• What you should do:
Pick out every line in the data that contains the string "maroon" and copy each of those lines.

_ _ _ _ _

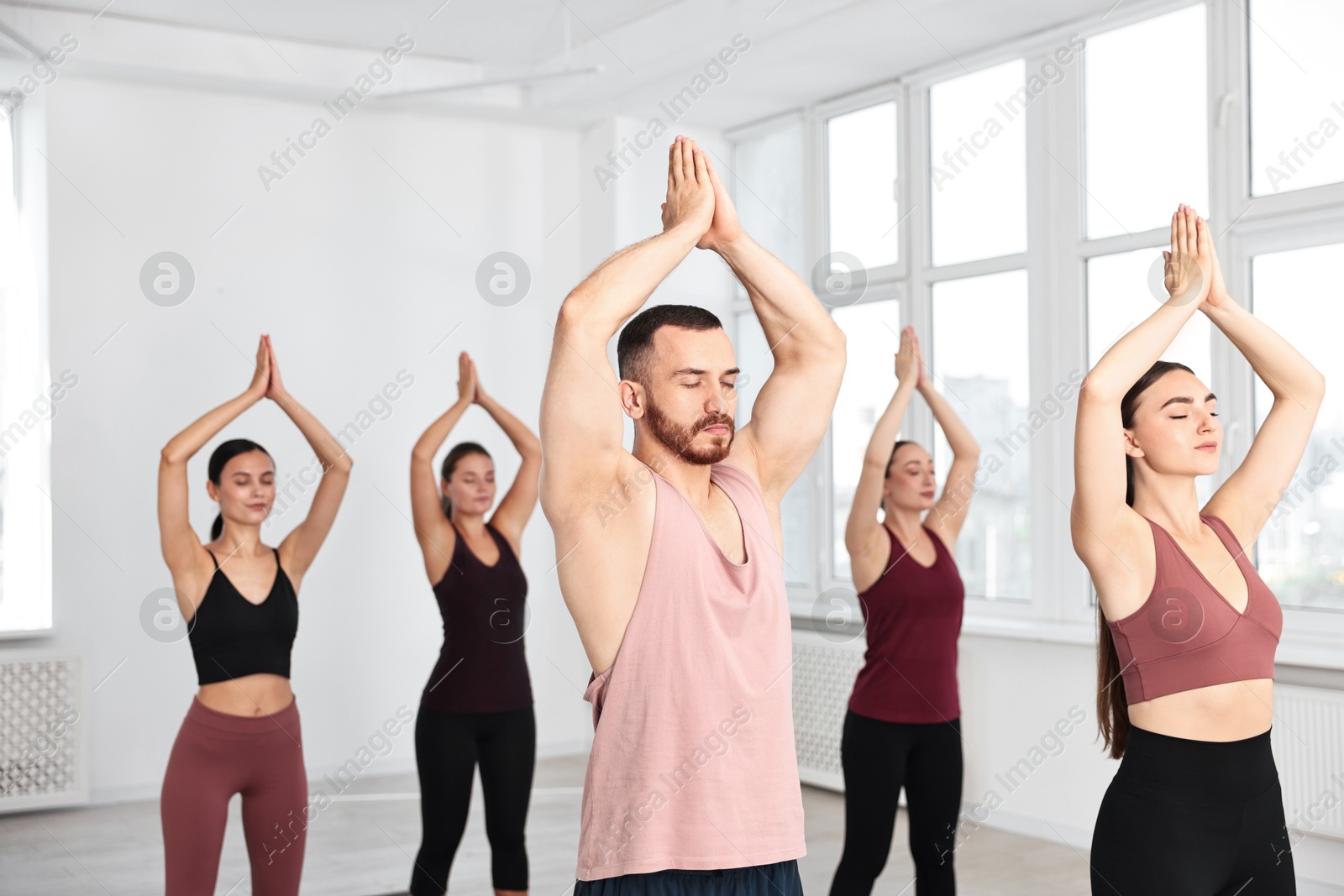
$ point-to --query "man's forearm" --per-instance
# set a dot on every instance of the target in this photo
(620, 285)
(783, 301)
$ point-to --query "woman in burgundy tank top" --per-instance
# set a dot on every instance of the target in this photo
(1186, 664)
(477, 705)
(904, 721)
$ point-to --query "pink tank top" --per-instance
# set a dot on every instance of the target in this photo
(692, 762)
(1187, 636)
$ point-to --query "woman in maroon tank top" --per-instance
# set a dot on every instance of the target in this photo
(1195, 806)
(477, 705)
(904, 721)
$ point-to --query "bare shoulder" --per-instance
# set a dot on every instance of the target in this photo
(1122, 564)
(745, 457)
(945, 535)
(601, 553)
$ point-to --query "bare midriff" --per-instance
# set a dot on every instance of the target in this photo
(257, 694)
(1231, 711)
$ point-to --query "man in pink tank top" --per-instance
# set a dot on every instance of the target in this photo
(669, 555)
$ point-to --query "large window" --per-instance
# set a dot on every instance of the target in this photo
(1297, 107)
(862, 187)
(873, 336)
(769, 176)
(1301, 548)
(1122, 291)
(980, 369)
(1146, 123)
(978, 155)
(1018, 202)
(27, 403)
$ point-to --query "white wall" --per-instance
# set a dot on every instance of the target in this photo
(351, 268)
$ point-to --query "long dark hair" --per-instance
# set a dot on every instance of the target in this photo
(454, 454)
(1112, 708)
(225, 453)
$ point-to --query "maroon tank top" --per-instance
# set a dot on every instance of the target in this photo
(481, 667)
(913, 620)
(1186, 634)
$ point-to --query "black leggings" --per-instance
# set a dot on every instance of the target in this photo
(1193, 817)
(448, 747)
(878, 758)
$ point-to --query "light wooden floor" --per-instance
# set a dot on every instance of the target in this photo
(365, 848)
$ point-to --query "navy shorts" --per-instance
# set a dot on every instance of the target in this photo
(777, 879)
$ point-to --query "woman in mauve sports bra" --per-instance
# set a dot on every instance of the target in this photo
(476, 708)
(242, 732)
(904, 721)
(1189, 629)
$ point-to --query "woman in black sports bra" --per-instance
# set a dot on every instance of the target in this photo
(477, 705)
(239, 602)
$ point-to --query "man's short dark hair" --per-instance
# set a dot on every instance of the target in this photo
(636, 338)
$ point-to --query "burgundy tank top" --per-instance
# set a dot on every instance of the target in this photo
(913, 620)
(481, 667)
(1187, 636)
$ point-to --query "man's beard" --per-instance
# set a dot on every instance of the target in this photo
(679, 439)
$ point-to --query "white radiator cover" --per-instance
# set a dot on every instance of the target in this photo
(823, 678)
(42, 732)
(1308, 739)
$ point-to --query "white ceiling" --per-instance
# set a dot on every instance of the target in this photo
(801, 50)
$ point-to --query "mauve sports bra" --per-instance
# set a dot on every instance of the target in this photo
(1187, 636)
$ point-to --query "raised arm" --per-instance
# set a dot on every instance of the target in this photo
(1100, 517)
(949, 512)
(795, 405)
(302, 544)
(181, 546)
(864, 535)
(1249, 496)
(581, 421)
(512, 513)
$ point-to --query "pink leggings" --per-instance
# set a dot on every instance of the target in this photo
(215, 757)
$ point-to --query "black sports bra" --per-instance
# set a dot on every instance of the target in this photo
(233, 637)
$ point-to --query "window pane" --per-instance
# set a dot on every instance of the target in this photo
(1300, 553)
(1297, 94)
(862, 183)
(756, 363)
(873, 333)
(1120, 296)
(1147, 143)
(980, 367)
(978, 140)
(769, 194)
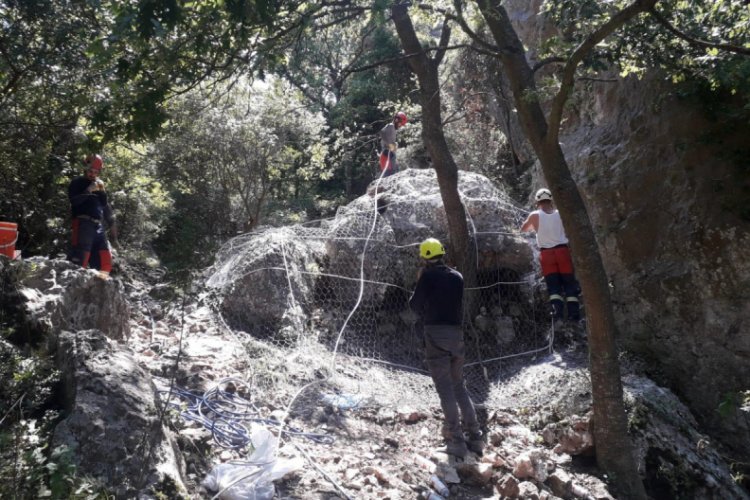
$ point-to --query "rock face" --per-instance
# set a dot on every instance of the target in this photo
(273, 282)
(663, 189)
(674, 459)
(56, 294)
(112, 423)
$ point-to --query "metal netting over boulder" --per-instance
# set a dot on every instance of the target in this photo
(342, 285)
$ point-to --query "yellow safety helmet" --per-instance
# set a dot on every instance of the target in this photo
(431, 248)
(543, 194)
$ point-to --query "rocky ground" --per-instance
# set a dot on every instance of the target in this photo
(354, 429)
(379, 449)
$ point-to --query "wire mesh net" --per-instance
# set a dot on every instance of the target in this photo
(331, 296)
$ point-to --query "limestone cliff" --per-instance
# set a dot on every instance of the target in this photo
(664, 189)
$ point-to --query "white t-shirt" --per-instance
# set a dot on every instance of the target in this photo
(550, 232)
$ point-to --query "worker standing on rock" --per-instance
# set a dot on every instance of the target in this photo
(388, 144)
(557, 265)
(90, 209)
(438, 299)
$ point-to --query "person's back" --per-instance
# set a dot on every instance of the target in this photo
(438, 297)
(550, 232)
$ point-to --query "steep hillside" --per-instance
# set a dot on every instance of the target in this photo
(664, 183)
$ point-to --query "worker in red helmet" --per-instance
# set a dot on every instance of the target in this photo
(90, 210)
(388, 144)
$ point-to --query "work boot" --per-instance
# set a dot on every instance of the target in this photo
(475, 443)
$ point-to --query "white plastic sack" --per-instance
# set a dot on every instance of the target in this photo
(252, 480)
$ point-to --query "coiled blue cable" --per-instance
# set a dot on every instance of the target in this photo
(224, 414)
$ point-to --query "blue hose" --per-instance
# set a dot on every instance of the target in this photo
(224, 414)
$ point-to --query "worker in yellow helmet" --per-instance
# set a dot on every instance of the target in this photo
(438, 299)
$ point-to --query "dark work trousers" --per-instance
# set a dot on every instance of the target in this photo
(388, 161)
(90, 245)
(444, 346)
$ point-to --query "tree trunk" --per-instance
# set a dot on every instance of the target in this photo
(613, 446)
(426, 69)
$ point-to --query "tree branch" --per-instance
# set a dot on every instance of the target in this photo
(568, 76)
(549, 60)
(409, 56)
(694, 41)
(445, 36)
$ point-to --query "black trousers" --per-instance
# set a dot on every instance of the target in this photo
(445, 354)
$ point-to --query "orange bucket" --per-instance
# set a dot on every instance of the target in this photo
(8, 237)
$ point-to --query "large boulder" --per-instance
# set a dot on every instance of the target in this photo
(263, 279)
(275, 280)
(52, 295)
(112, 423)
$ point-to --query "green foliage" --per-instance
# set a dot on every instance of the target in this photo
(322, 65)
(28, 467)
(645, 43)
(224, 165)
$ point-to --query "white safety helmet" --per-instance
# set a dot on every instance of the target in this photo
(543, 194)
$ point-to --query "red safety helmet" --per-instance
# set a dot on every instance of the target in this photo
(94, 162)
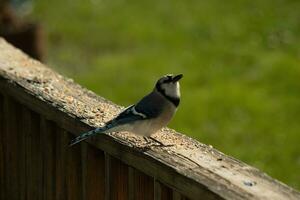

_ _ _ _ _

• Finished exercise:
$ point-to --query "woman in maroon tank top" --per-instance
$ point-to --query "maroon tank top" --per-instance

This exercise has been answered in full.